#### [EXERCISE DIRECTIONS]
Could you extend the passage on SPARC's VIS instructions and Solaris threading, picking up right after its final sentence?

#### [SELECTED PASSAGE]
^^^^

VIS 6 is an extension of the SPARC instruction set. The VIS instructions can process four 16-bit data, packed into a register with one instruction. This instruction set can accelerate processing of some algorithms by as much as 7 times, by performing up to 10 operations in parallel per cycle [38]. Applications using imaging, linear algebra, signal processing, audio, video and networking can benefit from this increased performance. Applications written in the Java programming language can use VIS by means of wrappers. Wrappers in Java technology use Java Native Interface (JNI) to access the library. Usage

VIS can be used with the VSDK [39] or the Media Library [40].

a. Examples:

VectorAdd(), MatrixAdd(), MatrixMul()

b. Wrappers for Java applications are also available for accessing the VIS library using JNI.

2.3 Single-Threaded Applications

As the Solaris OS uses a 1:1 threading model, an application thread has a corresponding kernel thread. A multi-threaded application has n application threads (LWPs), and n kernel threads. A single-threaded application has one LWP.

^^^^

Data extracted from a collection:
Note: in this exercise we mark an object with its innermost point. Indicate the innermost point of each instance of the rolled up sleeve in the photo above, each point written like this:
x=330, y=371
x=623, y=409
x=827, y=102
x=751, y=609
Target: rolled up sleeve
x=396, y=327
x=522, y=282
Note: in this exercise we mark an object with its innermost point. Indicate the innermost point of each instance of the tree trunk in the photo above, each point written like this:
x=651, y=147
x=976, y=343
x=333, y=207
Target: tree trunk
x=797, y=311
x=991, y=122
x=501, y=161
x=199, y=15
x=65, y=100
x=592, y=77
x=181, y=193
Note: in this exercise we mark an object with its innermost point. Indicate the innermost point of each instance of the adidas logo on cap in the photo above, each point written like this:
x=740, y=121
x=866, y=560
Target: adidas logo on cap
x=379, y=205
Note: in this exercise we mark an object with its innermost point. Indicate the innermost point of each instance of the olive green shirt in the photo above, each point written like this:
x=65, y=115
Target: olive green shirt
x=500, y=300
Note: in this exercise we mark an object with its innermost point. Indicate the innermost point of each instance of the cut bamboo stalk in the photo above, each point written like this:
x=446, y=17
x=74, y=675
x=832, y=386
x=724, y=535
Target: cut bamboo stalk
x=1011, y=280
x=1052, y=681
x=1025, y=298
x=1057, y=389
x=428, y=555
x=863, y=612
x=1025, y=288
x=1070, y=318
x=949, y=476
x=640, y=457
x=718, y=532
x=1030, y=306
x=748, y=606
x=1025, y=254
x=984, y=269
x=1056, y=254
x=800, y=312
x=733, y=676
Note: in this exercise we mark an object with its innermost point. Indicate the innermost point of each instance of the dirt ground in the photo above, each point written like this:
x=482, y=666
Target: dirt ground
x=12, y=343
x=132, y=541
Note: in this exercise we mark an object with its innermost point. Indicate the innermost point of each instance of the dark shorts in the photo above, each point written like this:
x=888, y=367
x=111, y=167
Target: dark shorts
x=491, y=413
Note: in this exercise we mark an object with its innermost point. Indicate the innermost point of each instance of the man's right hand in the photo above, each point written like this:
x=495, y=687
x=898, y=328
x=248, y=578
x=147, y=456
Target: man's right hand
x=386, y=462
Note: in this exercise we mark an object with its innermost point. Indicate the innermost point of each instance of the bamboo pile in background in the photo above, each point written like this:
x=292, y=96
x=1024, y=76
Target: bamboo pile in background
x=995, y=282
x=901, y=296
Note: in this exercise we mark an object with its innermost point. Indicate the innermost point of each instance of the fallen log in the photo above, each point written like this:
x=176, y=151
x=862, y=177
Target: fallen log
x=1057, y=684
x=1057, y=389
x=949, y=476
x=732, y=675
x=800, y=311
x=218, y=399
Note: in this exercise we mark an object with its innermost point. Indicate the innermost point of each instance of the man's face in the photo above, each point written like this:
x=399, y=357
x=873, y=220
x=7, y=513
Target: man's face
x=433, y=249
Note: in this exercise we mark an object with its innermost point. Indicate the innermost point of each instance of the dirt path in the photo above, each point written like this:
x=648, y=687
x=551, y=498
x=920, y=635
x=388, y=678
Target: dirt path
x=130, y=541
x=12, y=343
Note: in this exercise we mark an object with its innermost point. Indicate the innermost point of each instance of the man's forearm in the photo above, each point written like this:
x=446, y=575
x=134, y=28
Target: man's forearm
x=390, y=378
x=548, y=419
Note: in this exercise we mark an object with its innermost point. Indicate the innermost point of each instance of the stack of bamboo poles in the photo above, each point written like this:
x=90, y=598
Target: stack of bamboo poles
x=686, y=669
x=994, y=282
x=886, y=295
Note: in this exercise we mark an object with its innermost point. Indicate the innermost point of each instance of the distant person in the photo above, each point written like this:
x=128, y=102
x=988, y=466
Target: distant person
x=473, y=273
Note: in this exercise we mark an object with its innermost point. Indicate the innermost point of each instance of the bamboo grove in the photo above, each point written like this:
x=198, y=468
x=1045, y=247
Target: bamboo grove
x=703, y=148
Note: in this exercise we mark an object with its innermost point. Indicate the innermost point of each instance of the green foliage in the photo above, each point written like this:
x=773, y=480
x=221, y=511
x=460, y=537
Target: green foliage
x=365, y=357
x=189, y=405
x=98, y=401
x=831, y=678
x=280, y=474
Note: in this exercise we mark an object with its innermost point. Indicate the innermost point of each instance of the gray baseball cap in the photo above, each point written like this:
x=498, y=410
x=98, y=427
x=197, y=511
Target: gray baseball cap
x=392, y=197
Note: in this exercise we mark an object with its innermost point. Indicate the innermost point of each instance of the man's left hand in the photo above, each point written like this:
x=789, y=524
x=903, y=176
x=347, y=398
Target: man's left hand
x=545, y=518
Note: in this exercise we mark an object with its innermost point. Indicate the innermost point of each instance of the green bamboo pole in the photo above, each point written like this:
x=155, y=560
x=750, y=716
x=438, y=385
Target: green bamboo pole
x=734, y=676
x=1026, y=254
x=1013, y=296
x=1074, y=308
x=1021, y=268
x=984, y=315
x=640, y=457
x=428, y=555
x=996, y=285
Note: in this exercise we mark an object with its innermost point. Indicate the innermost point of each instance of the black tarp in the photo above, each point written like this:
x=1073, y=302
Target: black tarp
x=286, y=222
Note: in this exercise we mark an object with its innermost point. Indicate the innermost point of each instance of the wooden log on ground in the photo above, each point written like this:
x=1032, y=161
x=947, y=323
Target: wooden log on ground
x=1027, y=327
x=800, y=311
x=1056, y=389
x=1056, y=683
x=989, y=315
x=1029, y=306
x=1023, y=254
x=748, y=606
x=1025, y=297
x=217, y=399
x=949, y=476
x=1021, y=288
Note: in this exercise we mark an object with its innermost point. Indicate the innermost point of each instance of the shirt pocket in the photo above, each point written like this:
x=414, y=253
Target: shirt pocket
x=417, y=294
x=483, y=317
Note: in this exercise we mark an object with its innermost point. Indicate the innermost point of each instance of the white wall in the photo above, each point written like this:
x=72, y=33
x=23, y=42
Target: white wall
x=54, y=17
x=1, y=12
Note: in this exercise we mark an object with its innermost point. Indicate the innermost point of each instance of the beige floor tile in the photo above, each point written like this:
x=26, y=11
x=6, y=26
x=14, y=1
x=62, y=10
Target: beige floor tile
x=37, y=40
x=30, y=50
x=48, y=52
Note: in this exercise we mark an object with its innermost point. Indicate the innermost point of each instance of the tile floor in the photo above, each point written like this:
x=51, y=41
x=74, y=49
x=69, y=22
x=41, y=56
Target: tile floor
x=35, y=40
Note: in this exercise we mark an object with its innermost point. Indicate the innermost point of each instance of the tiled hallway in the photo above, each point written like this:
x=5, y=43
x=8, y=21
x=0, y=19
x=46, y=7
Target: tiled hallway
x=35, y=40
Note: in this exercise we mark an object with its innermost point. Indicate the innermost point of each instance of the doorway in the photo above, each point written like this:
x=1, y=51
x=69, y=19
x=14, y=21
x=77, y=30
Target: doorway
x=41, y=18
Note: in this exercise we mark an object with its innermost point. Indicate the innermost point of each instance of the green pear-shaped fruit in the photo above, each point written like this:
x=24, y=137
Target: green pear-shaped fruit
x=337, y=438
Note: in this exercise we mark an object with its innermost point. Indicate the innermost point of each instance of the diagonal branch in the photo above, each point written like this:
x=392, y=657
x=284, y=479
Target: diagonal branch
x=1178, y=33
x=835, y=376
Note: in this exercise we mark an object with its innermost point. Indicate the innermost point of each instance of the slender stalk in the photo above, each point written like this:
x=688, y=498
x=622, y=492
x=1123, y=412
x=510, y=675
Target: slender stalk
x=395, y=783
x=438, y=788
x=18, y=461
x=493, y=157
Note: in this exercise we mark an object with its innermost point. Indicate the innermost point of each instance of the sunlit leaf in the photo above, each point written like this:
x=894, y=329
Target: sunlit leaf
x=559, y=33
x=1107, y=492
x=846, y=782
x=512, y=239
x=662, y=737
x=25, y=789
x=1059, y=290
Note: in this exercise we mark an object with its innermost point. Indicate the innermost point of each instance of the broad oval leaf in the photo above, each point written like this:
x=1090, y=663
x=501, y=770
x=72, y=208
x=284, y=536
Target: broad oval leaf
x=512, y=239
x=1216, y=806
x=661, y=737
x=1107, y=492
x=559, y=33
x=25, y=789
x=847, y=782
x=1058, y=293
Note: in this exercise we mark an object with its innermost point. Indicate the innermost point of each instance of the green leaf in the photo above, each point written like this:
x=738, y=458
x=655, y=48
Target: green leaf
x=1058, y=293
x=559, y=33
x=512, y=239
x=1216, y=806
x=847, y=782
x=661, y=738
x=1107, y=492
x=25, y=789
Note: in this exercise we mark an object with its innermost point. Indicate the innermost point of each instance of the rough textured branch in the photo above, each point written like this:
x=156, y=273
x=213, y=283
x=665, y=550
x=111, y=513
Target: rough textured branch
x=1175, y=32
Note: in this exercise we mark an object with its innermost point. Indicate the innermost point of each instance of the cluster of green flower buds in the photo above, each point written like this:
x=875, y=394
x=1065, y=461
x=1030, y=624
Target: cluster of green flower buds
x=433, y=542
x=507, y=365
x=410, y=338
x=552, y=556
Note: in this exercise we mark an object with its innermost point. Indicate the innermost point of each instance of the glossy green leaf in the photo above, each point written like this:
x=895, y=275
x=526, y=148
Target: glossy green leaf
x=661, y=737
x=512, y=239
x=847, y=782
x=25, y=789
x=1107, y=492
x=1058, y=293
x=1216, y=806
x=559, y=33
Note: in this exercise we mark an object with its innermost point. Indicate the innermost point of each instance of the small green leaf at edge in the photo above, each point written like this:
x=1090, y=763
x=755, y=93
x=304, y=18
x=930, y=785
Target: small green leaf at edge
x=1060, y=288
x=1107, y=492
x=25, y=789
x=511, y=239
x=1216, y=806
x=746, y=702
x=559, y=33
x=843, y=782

^^^^

#### [RESPONSE]
Running multiple single-threaded processes results in your application appearing as multiple LWPs to the kernel. The difference between the single-threaded application and multi-threaded application is the size of the process, how the data segments are loaded in memory, and the address space. In single-threaded apps, text and libraries segments are shared, but data can only be shared through interprocess communication across an address space. On the other hand, in a multi-threaded process, data between LWPs can be shared through intra-process communication within an address space, including direct access to a global variable.

The second difference is the scheduling. The Time Share (TS) class has the time-quanta per process, so each LWP gets more core time. A single-threaded application waiting for IO will be context switched, but in a multi-threaded app, a second thread could continue processing using the time-quanta. Running multiple copies of a single-threaded process results in a process context switch, which is more expensive than a thread context switch.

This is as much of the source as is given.